EXTRAIT DE PAGE:

Depuis quelques années, un médicament, le sofosbuvir, fait des miracles contre le virus de l’hépatite C. Mais son prix (52 000 euros au Luxembourg) est un véritable hold-up sanitaire. La résistance s’organise : comme une trentaine d’autres ONG dans le monde, Médecins sans frontières (MSF) Luxembourg appelle à casser le brevet protégeant ce médicament miracle en Europe.

Pour les malades, le sofosbuvir vaut de l’or. Simple à prendre, traitement court (entre huit et douze semaines), pas d’effets secondaires, et un taux d’efficacité de 95  %. Rien à voir avec les anciens médicaments qui promettaient bien plus de désagréments pour moins de résultats.

Problème  : chaque gramme de ce médicament miracle contre l’hépatite C vaut effectivement de l’or. Même davantage  : « Oui, c’est un bon médicament. Mais il ne sert à rien s’il n’est pas accessible. Au Luxembourg, ce traitement coûte 52  000  euros  : 1 gramme du médicament vaut 67  fois plus cher qu’un gramme d’or! », résume Paul Delaunois, le directeur de MSF Luxembourg.

Le sofosbuvir (commercialisé sous le nom de Sovaldi) est la «cash machine» de la firme américaine pharmaceutique Gilead. Avec d’autres «antiviraux à action directe» arrivé sur le marché depuis quelques années, il a amélioré considérablement la guérison contre ce virus tueur s’attaquant au foie, et qui fait près de 400  000  victimes chaque année dans le monde.

Mais un brevet sur le sofosbuvir « garantit une situation de quasi-monopole à Gilead et empêche l’accès à des traitements abordable, y compris par des versions génériques du médicament, en Europe et ailleurs », déplore Paul Delaunois.

Ainsi, en Europe, les prix pratiqués par Gilead atteignent jusqu’à 55  000  euros, et 84  000  dollars aux États-Unis. Mais ailleurs dans le monde, certains pays ont estimé que ce brevet n’avait aucune légitimité et ont forcé Gilead à négocier des accords de licence permettant la production et la distribution de génériques. Résultat, en Inde, on peut se procurer le traitement complet pour moins de 300 euros!

De quoi corroborer les accusations de hold-up sanitaire  : « La firme a déjà largement amorti ses coûts de recherches. Or, des études ont montré que le coût de production d’un comprimé de sofosbuvir est inférieur à un euro », s’indigne-t-il.

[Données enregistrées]
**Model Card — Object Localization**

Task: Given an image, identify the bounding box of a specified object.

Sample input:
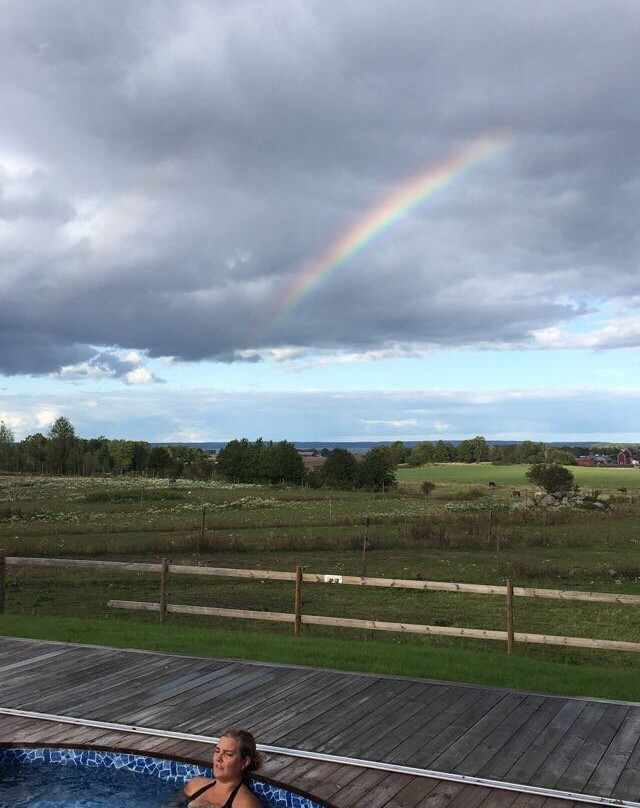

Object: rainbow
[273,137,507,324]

...

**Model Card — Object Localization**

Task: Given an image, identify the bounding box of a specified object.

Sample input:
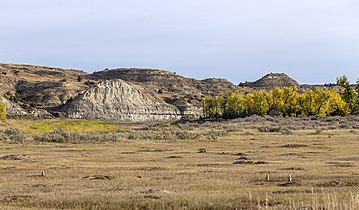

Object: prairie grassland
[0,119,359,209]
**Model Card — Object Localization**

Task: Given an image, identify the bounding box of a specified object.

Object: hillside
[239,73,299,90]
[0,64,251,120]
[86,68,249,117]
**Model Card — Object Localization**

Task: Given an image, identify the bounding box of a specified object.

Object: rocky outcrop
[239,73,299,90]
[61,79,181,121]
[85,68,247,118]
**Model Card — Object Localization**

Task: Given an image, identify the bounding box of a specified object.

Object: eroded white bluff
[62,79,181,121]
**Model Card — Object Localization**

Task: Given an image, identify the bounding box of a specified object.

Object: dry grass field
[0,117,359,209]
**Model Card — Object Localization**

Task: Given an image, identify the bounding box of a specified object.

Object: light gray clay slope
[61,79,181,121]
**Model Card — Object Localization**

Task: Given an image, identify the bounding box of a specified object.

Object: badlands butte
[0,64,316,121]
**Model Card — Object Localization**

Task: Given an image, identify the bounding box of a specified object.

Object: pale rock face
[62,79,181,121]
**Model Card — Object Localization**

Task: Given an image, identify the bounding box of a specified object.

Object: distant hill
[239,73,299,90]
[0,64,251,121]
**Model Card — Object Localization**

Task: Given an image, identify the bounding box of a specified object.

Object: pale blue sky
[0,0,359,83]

...

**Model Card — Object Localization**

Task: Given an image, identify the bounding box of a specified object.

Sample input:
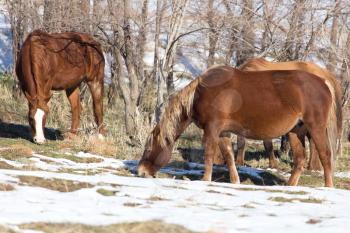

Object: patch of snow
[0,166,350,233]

À FAIRE:
- a) Ces phrases sont-elles conformes au texte sur le sofosbuvir ? Répondez par oui ou non pour chacune, en citant les mots du texte qui tranchent. (i) Le traitement dure entre huit et douze semaines. (ii) Aux États-Unis, le prix pratiqué par Gilead atteint 55 000 euros. (iii) Le sofosbuvir est vendu sous le nom de Sovaldi.
- b) Répondez à ces questions d'après le texte sur le sofosbuvir.
(i) Combien de victimes le virus de l'hépatite C fait-il chaque année dans le monde ?
(ii) Qui est le directeur de MSF Luxembourg ?
(iii) En Inde, à quel prix peut-on se procurer le traitement complet ?
- c) Reprenez le texte sur le sofosbuvir là où il s'arrête et poursuivez-le.

RÉPONSES CI-DESSOUS:
- a)
(i) Oui : « traitement court (entre huit et douze semaines) ».
(ii) Non : « 84  000  dollars aux États-Unis ».
(iii) Oui : « commercialisé sous le nom de Sovaldi ».

- b)
(i) Près de 400 000.
(ii) Paul Delaunois.
(iii) Pour moins de 300 euros.

- c)
Il coûte des millions au Luxembourg

Quant au mérite du géant pharmaceutique d’avoir créé ce médicament, il est tout aussi discutable  : « Le brevet du sofosbuvir est attaquable car les connaissances scientifiques qui ont permis sa mise au point ne sont pas nouvelles. Pour faire simple, il s’agit de l’assemblage de deux molécules connues, ce qui n’est pas d’une grande originalité. »

Comme une trentaine d’autres ONG, MSF a donc déposé en mars dernier un dossier d’opposition au brevet de ce médicament auprès de l’Office européen des brevets.

Car en ayant verrouillé tous les composants clés de son médicament hors de prix, la firme fait peser un poids considérable sur les systèmes de santé (on parle de plusieurs millions d’euros au Luxembourg, et d’un demi-milliard en France), tout en empêchant les plus pauvres d’accéder au traitement, et donc, in fine, d’éradiquer la maladie…

MSF espère donc que l’Office européen des brevets va révoquer ou raccourcir la durée de validité de celui du sofosbuvir, pour permettre l’arrivée de génériques et la réduction drastique des prix.

Gilead doit répondre à cette opposition d’ici janvier 2018, et l’ensemble de la procédure devrait durer jusqu’à fin 2018.

Ce combat de la société civile porte en tout cas déjà ses fruits. Il pousse les États à prendre des mesures, comme vient de le faire la France qui a renégocié les prix du médicament avec Gilead. Comme souvent, la dynamique vient d’en bas…

Romain Van Dyck

Près de 4 000 personnes touchées au Luxembourg

Le virus de l’hépatite C, transmis par le sang, touche près de 71  millions de personnes dans le monde, rapporte le Dr Vic Arendt, président de la Fondation MSF pour la recherche humanitaire. Au Luxembourg, on estime que plus ou moins 1  % de la population est atteinte, soit entre 3  500 et 4  000  personnes, précise-t-il.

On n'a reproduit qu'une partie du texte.